- _Problem details_
Would you print the records below without changing anything?

- _Source information_
= = = =

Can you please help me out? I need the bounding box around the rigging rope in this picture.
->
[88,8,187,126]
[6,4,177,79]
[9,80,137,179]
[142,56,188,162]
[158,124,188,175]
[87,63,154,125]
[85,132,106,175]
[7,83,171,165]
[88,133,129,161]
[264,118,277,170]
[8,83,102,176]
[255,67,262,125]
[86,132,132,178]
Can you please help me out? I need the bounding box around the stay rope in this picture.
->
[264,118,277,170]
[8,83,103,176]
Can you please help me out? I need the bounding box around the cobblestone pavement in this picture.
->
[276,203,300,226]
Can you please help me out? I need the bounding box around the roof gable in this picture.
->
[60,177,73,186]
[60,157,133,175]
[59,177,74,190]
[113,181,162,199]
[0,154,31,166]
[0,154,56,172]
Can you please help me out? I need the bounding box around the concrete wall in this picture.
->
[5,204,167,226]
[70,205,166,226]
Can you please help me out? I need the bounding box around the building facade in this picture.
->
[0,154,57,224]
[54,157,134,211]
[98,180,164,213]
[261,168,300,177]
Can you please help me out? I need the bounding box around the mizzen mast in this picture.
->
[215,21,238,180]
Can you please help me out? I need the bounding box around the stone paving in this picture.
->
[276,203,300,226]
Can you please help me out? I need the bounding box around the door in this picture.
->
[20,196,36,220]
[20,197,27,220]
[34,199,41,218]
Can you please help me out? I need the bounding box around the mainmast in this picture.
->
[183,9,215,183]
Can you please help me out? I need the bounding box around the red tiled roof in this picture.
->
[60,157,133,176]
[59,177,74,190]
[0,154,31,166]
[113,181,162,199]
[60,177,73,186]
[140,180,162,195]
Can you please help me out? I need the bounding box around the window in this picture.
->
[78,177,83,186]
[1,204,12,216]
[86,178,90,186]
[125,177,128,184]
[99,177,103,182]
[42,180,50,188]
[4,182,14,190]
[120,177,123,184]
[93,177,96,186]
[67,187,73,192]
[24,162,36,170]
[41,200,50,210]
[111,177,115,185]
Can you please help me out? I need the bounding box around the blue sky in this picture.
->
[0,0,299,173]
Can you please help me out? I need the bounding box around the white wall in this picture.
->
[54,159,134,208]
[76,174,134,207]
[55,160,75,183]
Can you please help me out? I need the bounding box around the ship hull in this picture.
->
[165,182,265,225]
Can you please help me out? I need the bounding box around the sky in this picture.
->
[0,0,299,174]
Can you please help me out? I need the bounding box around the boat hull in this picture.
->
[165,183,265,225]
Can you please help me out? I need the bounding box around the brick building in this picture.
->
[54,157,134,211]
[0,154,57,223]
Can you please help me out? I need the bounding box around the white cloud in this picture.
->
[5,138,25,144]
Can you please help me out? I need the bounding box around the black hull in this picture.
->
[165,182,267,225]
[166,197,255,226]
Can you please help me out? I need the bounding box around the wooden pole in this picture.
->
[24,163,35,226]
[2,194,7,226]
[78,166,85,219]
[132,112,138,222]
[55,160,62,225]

= = = =

- _Written response_
Can you please help me out? I need the bounding box around the rigging rope in this picture.
->
[88,8,187,126]
[6,4,177,79]
[9,80,137,179]
[142,56,188,162]
[158,124,188,175]
[87,63,154,125]
[85,132,106,175]
[7,83,171,165]
[88,133,129,161]
[264,118,277,170]
[8,83,102,176]
[255,67,262,125]
[86,132,132,178]
Can you please help me out? I need the bounding box around the stay rope in this picture.
->
[264,118,277,170]
[8,83,103,176]
Can you please help me out? I need the bounding box around the cobblestone pavement in this picture.
->
[276,203,300,226]
Can you please help me out? I need the bounding box around the roof gable in this picture.
->
[60,177,73,186]
[60,157,133,175]
[59,177,74,190]
[113,181,162,199]
[0,154,31,166]
[0,154,56,172]
Can you please help me out? I need the bounding box around the concrete wall in this picture.
->
[5,204,167,226]
[70,205,166,226]
Can you please help me out? I need the bounding box around the building facade in this picture.
->
[0,154,57,224]
[54,157,134,211]
[98,180,164,213]
[261,168,300,177]
Can you please help me out? I need the bounding box around the mizzen mast in this picture.
->
[215,21,238,180]
Can you please help me out? I need the bounding box around the stone paving in this picture.
->
[276,203,300,226]
Can you please help me out? I need the bounding box around the door in this picture.
->
[20,196,36,220]
[20,197,27,220]
[34,199,41,218]
Can you please help me out? I need the bounding box around the mainmast in this picture.
->
[183,9,215,183]
Can you please help me out? I need the bounding box around the red tiled roof in this picture.
->
[60,157,133,176]
[59,177,74,190]
[0,154,31,166]
[113,181,162,199]
[60,177,73,186]
[140,180,162,195]
Can you please help me out? I need the bounding box around the window in this picture.
->
[78,177,83,186]
[1,204,12,216]
[86,178,90,186]
[125,177,128,184]
[99,177,103,182]
[42,180,50,188]
[4,182,14,190]
[120,177,123,184]
[93,177,96,186]
[67,187,73,192]
[24,162,36,170]
[41,200,50,210]
[111,177,115,185]
Can you please help me out? I need the bounding box around the blue sky in this picture.
->
[0,0,299,173]
Can you please help me out? I need the bounding box around the white wall in this picture.
->
[54,159,134,208]
[76,174,134,207]
[55,160,75,183]
Can you please help me out? I need the bounding box around the ship hull in this picture.
->
[165,182,265,225]
Can you please help me out? I need the bounding box around the sky in this picture.
->
[0,0,299,174]
Can you please help me out? I need the bounding box around the boat hull in this picture.
->
[165,183,265,225]
Can you please help me out? I need the bounding box around the brick building in this picture.
->
[54,157,134,211]
[0,154,57,223]
Can you please help me out? I need the bounding box around the white cloud in this picture.
->
[5,138,25,144]
Can you please help me out? I need the bounding box around the black hull in this picture.
->
[165,182,267,225]
[166,197,255,226]
Can you please help me out? I need the bounding box around the wooden pole in this picture.
->
[24,163,35,226]
[2,194,7,226]
[78,166,85,219]
[132,112,138,222]
[55,160,62,225]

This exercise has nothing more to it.